§ GIVEN REQUEST A: According to the forum thread below, which model does Deepseek-OCR already use as a component in its pipeline?
# START OF SUPPLIED TEXT
Top
Best
New

Posted by lukeinator42 11/19/2025

Meta Segment Anything Model 3(ai.meta.com)
692 points | 134 commentspage 4
rocauc 11/19/2025|
A brief history. SAM 1 - Visual prompt to create pixel-perfect masks in an image. No video. No class names. No open vocabulary. SAM 2 - Visual prompting for tracking on images and video. No open vocab. SAM 3 - Open vocab concept segmentation on images and video.

Roboflow has been long on zero / few shot concept segmentation. We've opened up a research preview exploring a SAM 3 native direction for creating your own model: https://rapid.roboflow.com/

exe34 11/19/2025||
can anyone confirm if this fits in a 3090? the files look about 3.5GB, but I can't work out what the memory needs will be overall.
yeldarb 11/20/2025|
Yes, it should.
exe34 11/20/2025||
thanks!
retinaros 11/20/2025||
a quick question. is it possible in a single prompt to identify multiple type of objects or do you need to send multiple queries? like if i have a prompt "donkey, dogs" will sam3 return in one shot boxes with the class they belong to or do i need to send two queries?
aDyslecticCrow 11/20/2025|
Seems like every mask is one pass. So even multiple penguins are multiple inferences. But if it continues from SAM 2, the heavy compute is the original image encoding which is reused and cashed for every inference.

No idea what they will do for their API, but from a compute perspective the prompt is free once the image is processed.

nowittyusername 11/19/2025||
This thing rocks. i can imagine soo many uses for it. I really like the 3d pose estimation especially
iandanforth 11/20/2025||
I wonder if we'll get an updated DeepSeek-OCR that incorporates this. Would be very cool!
aDyslecticCrow 11/20/2025||
I don't quite see how this would help OCR at all? or am I misunderstanding what kind of OCR you're thinking of?
iandanforth 11/20/2025||
Deepseek-OCR uses SAM V1 as a component in its pipeline already. It also does layout detection.
aDyslecticCrow 11/21/2025||
That sounds like ludicrous overkill to me.
netdur 11/20/2025||
for document layout! did you have success understanding document layout using SAM
maelito 11/19/2025||
Can it detect the speed of a vehicle on any video unsupervised ?
xnx 11/20/2025||
Reminder that Nano Banana is also capable of image segmentation: https://x.com/phillip_lippe/status/1991555954908025123
foota 11/19/2025||
Obligatory xkcd: https://xkcd.com/1425/
hdjrudni 11/20/2025|
That comic doesn't appear to be dated but I'm sure it's been at least 5 years, so that checks out.
esprehn 11/20/2025||
It's from 2014, over a decade old.

Relevant to that comic specifically: https://www.reddit.com/r/xkcd/comments/mi725t/yeardate_a_com...

mertleee 11/20/2025|
[dead]
# END OF SUPPLIED TEXT
# START OF RECORDS SUPPLIED
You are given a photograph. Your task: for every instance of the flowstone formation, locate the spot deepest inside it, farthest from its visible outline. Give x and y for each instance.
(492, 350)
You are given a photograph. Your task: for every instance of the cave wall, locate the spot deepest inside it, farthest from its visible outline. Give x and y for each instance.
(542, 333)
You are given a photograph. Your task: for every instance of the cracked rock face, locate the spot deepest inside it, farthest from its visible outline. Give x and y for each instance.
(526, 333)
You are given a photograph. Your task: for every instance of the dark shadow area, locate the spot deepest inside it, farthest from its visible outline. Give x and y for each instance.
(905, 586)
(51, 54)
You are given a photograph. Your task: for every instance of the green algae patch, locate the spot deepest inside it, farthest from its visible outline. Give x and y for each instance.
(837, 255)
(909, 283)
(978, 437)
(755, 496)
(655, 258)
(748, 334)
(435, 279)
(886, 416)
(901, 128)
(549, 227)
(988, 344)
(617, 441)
# END OF RECORDS SUPPLIED
# START OF RECORDS SUPPLIED
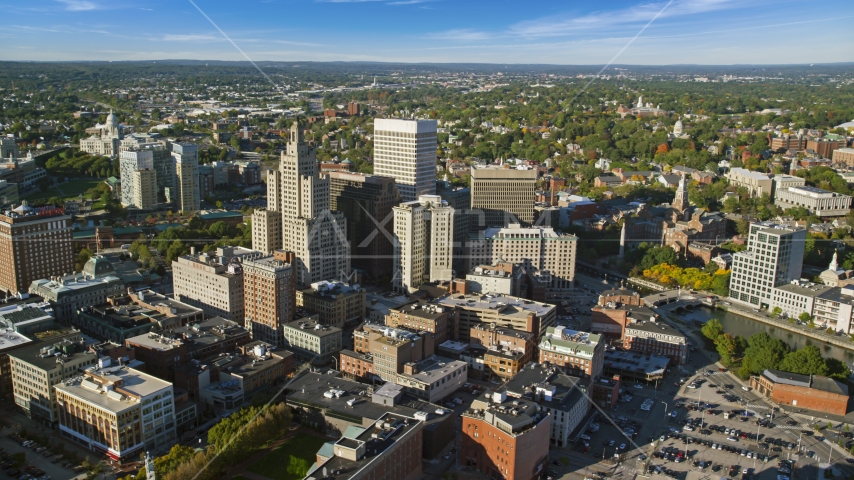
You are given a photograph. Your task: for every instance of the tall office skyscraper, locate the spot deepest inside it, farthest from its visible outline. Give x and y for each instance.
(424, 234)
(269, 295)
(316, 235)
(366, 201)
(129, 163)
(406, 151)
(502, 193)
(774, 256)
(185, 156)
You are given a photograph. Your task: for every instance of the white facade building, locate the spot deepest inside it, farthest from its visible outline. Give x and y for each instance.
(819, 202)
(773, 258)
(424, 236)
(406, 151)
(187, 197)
# END OF RECORDS SUPPLIED
# START OF RECORDS SUPPLIED
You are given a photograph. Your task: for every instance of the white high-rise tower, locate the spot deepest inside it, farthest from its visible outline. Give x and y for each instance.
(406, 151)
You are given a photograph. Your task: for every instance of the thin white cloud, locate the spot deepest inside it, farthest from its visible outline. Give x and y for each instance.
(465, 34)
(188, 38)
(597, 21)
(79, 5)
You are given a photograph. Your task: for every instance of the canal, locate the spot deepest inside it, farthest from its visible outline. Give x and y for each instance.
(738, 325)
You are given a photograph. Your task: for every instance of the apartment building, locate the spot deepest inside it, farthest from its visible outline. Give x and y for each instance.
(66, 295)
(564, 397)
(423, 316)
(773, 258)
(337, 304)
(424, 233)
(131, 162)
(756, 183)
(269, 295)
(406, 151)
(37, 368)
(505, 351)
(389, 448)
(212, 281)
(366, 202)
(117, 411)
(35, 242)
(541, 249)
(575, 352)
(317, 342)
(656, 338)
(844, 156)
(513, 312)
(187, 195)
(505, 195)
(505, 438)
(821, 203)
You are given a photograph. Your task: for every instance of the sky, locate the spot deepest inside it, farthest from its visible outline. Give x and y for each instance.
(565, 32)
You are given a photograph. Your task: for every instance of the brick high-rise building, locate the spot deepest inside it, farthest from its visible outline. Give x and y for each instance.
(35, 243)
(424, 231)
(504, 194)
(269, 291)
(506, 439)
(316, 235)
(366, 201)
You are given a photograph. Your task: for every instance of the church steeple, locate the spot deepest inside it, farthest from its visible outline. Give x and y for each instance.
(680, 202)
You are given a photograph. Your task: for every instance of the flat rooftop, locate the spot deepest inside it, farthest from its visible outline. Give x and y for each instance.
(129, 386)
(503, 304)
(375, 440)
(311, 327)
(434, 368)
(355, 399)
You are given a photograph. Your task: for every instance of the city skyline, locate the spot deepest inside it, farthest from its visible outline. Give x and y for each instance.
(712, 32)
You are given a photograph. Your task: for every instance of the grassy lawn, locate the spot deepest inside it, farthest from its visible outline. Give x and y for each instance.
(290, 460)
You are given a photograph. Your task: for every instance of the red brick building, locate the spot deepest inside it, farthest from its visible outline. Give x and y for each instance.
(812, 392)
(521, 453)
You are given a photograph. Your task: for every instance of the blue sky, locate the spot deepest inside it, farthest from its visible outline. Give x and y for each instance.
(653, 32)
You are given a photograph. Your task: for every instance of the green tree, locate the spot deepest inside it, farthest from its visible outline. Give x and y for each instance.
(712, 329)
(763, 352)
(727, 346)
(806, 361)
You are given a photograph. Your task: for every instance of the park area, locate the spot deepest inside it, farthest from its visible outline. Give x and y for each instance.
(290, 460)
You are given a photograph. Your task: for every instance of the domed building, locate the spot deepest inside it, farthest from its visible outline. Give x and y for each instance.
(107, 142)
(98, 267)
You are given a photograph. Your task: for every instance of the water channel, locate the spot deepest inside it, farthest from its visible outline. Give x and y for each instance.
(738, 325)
# END OF RECORDS SUPPLIED
§ GIVEN REQUEST B: Return every line of the rows above that contains the word "green".

§ ANSWER A: SAM V1

§ ANSWER B:
You are given a photograph. Your task: for every instance of the green algae patch, locate the spot deepest inside it, farthest from its visible outline. Give x and y for each instance.
You are given a photograph. Your task: for every instance of the green tree, locate the spot deepest inside it, farthest from its visible outline. Give x and y for each instance.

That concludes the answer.